§ **Instructions for the task**
Can you return every one of the records below word for word, leaving the pictures out?

§ **Available records**
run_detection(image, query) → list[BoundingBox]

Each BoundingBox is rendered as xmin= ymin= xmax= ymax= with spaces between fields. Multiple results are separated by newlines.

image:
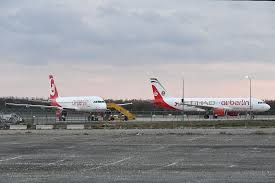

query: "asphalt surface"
xmin=0 ymin=129 xmax=275 ymax=182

§ **Answer below**
run_detection(image, query) → list[BoundingBox]

Each BoundingBox is rendered as xmin= ymin= xmax= ymax= with spaces between fields. Multiple results are separated by newlines.

image:

query: "asphalt surface"
xmin=0 ymin=129 xmax=275 ymax=182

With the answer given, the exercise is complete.